_LO QUE SE PIDE A_
Según el texto sobre la parábola de los convidados, ¿qué fiesta fue el jueves pasado?
_LO QUE SE PIDE B_
Prolonga el texto sobre la parábola de los convidados a partir de su última oración.

_TEXTO DE ESTUDIO_
====================
Amados hermanos en Nuestro Señor Jesucristo:
No quiero dejar pasar inadvertido el hecho de que el jueves pasado fue la fiesta de Corpus Christi, que pasó eclipsada por los avatares del mundo moderno, como era de esperarse en un mundo impío que no permite que se rinda la debida gloria a Dios. La prueba de ello está en que pasan estas fechas importantes y en aras de esa misma actividad no se les permite a los fieles, aun queriéndolo, glorificar a Dios, asistir a la Santa Misa celebrada con el esplendor y la gloria que ameritan ocasiones como la de Corpus Christi.
Hoy trae el Evangelio la parábola de los convidados que se excusan ante la invitación de unas bodas, y puede que nos asombre esa actitud, la ira de quien convida ante los invitados que se niegan a asistir con muy buenas excusas en apariencia, humanamente miradas, pero que en realidad no tienen validez, porque ante Dios, cuando Él llama, ninguna razón es suficiente para negarse. Si no entendemos esto aquí en la tierra, lo entenderemos de un solo golpe y hasta el
estremecimiento de nuestra alma, el día en que comparezcamos ante El. Bajo ningún aspecto, esas excusas que nos parecen válidas, humanamente hablando, lo son. Porque es Dios quien nos llama. Dios, que es la plenitud de ser, que es el bien sumo, la suma perfección, la suma bondad, la suma caridad, que es nuestro principio y nuestro fin último. Por tanto, ningún hombre puede justificar un rechazo ante el llamado de Dios, El llama a todos los hombres, sin distinción.
Dice Santo Tomás que Dios da siempre todo lo necesario para la salvación del alma y quien no se salva es por su propia culpa ya que libremente la rechaza; la libertad rechaza a Dios y por eso el alma se condena.
Esta parábola de los excusados la debemos conocer todos nosotros. Como siempre le sacamos el cuerpo a Dios, no ocupa para nosotros el primer lugar y lamentablemente, hay que decirlo, los cristianos, nosotros, los católicos, muchas veces -si no es la mayoría de las veces- tenemos a Dios como objeto de segunda categoría. Hay que reconocer esa miseria; no lo tenemos como si fuese lo único, lo más importante y a todo lo demás como añadidura; no, la prueba está en que si
nosotros examinamos cada uno nuestra vida, ¿en qué depositamos nuestros deseos? ¿Nuestras esperanzas? ¿Nuestros objetivos?
No digo ya que en el mundo, porque el mundo está condenado por su propia naturaleza, el mundo rechaza a Dios; pero los católicos, que no rechazamos a Dios, que decimos adorar a Dios, en realidad no amamos a Dios sobre todas las cosas, y eso es triste, muy triste, no ponemos a Dios en el lugar que debe tener en nuestra vida, en nuestra existencia y así lo dejamos relegado a objeto de segunda categoría. ¡Cuántos prefieren su familia, su mujer, sus hijos, su herencia, su trabajo, su profesión, su progreso, sus riquezas o aun en la pobreza desean otra cosa que no es
Dios, como ganarse la lotería, ser rico, viajar, gastar, gozar!
====================
_ÍTEMS DISPONIBLES_
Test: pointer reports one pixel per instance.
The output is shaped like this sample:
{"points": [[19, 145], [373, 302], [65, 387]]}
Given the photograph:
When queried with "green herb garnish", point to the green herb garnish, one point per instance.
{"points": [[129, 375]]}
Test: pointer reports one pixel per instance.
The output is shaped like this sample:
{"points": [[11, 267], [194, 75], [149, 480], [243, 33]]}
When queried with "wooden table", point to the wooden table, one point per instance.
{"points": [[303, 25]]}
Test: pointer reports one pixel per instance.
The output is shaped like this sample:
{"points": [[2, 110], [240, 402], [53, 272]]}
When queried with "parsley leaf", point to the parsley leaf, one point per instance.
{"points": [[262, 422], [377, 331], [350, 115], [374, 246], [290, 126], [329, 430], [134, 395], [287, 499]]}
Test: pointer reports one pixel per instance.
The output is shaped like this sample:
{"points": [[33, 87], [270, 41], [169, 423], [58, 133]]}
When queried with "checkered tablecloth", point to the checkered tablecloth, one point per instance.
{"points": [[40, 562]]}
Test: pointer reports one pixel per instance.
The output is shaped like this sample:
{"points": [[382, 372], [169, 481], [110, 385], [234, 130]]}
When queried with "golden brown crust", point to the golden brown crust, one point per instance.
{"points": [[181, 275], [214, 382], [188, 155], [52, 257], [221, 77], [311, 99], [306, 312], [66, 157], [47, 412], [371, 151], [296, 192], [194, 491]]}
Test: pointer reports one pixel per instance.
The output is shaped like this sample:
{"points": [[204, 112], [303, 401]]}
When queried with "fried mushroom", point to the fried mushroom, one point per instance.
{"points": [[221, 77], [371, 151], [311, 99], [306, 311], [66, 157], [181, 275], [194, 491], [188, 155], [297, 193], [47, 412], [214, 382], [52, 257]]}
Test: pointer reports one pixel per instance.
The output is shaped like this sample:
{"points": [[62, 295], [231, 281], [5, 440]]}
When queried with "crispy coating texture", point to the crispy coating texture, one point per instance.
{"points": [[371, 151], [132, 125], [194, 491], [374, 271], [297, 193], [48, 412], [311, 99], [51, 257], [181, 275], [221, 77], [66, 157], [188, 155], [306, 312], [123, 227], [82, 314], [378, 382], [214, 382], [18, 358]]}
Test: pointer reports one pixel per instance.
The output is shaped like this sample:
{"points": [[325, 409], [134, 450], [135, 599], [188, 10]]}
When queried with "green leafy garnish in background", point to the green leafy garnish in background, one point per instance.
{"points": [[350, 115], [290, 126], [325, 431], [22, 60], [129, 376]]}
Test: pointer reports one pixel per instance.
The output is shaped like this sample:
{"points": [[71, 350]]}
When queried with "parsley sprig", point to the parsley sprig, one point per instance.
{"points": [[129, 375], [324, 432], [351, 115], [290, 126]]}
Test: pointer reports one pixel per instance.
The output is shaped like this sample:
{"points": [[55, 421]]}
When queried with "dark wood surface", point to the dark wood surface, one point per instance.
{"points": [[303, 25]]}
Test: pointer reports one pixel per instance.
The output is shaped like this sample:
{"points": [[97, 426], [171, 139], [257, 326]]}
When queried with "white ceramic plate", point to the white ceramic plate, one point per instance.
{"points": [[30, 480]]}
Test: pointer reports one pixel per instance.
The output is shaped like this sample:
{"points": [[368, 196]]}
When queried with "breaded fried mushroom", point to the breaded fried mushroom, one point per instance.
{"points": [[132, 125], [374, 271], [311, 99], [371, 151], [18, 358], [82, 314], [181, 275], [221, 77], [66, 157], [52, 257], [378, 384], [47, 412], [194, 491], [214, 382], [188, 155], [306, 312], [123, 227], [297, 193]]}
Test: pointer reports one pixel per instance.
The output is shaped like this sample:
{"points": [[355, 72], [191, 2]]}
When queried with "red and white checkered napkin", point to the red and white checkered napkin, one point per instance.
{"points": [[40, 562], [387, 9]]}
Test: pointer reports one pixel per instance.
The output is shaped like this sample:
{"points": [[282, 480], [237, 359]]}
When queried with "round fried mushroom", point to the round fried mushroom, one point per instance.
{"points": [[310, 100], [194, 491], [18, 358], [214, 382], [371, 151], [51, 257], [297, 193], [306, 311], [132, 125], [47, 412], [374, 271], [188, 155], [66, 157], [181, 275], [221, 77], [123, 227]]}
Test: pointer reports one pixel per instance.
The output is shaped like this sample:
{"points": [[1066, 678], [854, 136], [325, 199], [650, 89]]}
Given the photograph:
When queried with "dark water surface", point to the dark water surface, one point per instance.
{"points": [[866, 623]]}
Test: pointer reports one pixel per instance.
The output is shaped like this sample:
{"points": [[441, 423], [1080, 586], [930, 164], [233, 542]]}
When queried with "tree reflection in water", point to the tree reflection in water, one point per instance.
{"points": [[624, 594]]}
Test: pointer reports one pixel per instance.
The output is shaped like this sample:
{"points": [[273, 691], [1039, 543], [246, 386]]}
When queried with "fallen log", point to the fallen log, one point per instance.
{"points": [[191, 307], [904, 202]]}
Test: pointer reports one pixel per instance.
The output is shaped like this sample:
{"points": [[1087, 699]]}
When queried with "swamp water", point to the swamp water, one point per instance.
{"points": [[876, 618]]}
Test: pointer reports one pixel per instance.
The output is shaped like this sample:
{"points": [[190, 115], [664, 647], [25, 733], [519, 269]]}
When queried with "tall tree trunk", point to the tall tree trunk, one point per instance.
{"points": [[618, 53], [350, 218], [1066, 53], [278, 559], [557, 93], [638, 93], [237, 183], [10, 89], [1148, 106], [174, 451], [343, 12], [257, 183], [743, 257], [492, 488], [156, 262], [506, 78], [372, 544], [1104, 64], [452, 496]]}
====================
_TU RESPUESTA A_
La fiesta de Corpus Christi.

_TU RESPUESTA B_
Y en eso nos pasamos toda la vida, y si nos hablan de Dios, no digo el ateo que no cree, sino el católico, éste responde: Sí, voy a Misa (pero muchas veces como una obligación y no de corazón), o rezo para no perder la costumbre (en el mejor de los casos), pero sin verdadera devoción interior; todo eso se convierte en una religión superflua, de boca hacia fuera, pero no hay verdadera oración interior, no es el alma la que ora. Así transcurre nuestra vida, distraídos, vil y miserablemente distraídos, ¿por qué? Por no tener la mirada puesta en Dios, la mirada puesta en el cielo, sino que miramos desgraciadamente demasiado hacia esta tierra y nos duele todo aquello que representa un trabajo o un sacrificio por Dios, mucho más en el mundo moderno. La maldita, miserable y diabólica televisión, que es el pan de cada día, pero decimos: "en eso no hay nada de malo".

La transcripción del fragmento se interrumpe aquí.